Problems to work on
1) Give back the article on Francis Bacon's auction prices in full, with no changes.
2) Starting at the line in the listing that contains "hand, one per instance" and running through the end of the listing, both ends included, rewrite each line, requests included. Shift every coordinate number in the answers up by 147.

In London last July, Study for Head of George Dyer, 1967, by Francis Bacon was the highlight of Sotheby’s Contemporary Art Evening Sale. The sensuous portrait of the artist’s most significant muse was painted four years before Dyer killed himself in an alcohol-driven drugs overdose in a Parisian hotel. Depictions of Dyer tend to sell well. The auctioneer opened the bidding at £7m. In the third row, Pierre Chen, a dapper businessman from Taipei with a stellar collection of British art, batted the quarter-million pound increments back to a trio of collectors on telephones with Sotheby’s reps. When the bidding got sticky at £12m, Chen pulled out and the poignant profile went to a phone bidder who, some affirm, was an established American collector and others are certain was Russian tycoon Roman Abramovich. Either way, the work sold for a cool £13.8m with buyer’s premium.
After years of being perceived as a bloody good British painter, Bacon has become the most sought-after international artist of the post-war period. Andy Warhol may account for more volume, but it is a monumental Bacon triptych that now holds the record for the highest price ever paid for a post-war work of art at auction. Triptych 1976, a fabulously gruesome picture whose central panel depicts a black bird of prey devouring the innards of a headless human, sold in May for a staggering $86m.

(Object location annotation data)
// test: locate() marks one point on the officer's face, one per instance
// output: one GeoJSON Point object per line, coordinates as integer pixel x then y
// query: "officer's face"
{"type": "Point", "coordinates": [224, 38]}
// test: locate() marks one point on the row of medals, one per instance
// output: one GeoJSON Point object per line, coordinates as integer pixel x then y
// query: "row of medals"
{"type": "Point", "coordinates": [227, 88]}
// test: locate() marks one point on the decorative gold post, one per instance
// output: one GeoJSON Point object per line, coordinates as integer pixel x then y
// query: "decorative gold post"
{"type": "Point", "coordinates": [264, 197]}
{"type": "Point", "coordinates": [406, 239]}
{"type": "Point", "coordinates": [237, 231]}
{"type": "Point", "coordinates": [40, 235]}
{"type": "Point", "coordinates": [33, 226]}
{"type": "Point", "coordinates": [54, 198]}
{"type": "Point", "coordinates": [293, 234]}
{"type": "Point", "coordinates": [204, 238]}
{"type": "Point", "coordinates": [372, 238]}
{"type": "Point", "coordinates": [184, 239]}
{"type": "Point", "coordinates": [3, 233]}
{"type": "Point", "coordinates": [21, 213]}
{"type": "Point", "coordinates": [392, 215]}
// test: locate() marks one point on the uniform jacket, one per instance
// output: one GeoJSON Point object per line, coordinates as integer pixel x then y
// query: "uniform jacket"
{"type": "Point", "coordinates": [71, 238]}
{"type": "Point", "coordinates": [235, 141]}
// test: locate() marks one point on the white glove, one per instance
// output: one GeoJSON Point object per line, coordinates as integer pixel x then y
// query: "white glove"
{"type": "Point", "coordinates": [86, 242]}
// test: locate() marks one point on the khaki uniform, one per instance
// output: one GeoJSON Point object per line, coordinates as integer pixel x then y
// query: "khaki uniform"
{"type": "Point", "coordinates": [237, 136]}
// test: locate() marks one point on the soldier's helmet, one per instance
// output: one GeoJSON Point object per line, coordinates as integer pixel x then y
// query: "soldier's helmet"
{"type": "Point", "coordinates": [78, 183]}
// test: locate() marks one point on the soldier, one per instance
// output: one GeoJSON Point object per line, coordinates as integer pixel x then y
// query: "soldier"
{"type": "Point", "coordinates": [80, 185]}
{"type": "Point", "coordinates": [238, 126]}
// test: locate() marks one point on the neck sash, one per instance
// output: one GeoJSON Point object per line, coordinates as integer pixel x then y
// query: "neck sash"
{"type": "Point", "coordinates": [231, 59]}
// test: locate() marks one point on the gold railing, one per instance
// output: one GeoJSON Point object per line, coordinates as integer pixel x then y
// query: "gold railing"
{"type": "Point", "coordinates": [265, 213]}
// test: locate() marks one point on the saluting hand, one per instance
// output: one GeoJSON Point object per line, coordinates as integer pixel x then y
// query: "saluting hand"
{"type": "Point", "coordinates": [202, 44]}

Response list
1)
In London last July, Study for Head of George Dyer, 1967, by Francis Bacon was the highlight of Sotheby’s Contemporary Art Evening Sale. The sensuous portrait of the artist’s most significant muse was painted four years before Dyer killed himself in an alcohol-driven drugs overdose in a Parisian hotel. Depictions of Dyer tend to sell well. The auctioneer opened the bidding at £7m. In the third row, Pierre Chen, a dapper businessman from Taipei with a stellar collection of British art, batted the quarter-million pound increments back to a trio of collectors on telephones with Sotheby’s reps. When the bidding got sticky at £12m, Chen pulled out and the poignant profile went to a phone bidder who, some affirm, was an established American collector and others are certain was Russian tycoon Roman Abramovich. Either way, the work sold for a cool £13.8m with buyer’s premium.
After years of being perceived as a bloody good British painter, Bacon has become the most sought-after international artist of the post-war period. Andy Warhol may account for more volume, but it is a monumental Bacon triptych that now holds the record for the highest price ever paid for a post-war work of art at auction. Triptych 1976, a fabulously gruesome picture whose central panel depicts a black bird of prey devouring the innards of a headless human, sold in May for a staggering $86m.

2)
// test: locate() marks one point on the saluting hand, one per instance
// output: one GeoJSON Point object per line, coordinates as integer pixel x then y
// query: "saluting hand"
{"type": "Point", "coordinates": [349, 191]}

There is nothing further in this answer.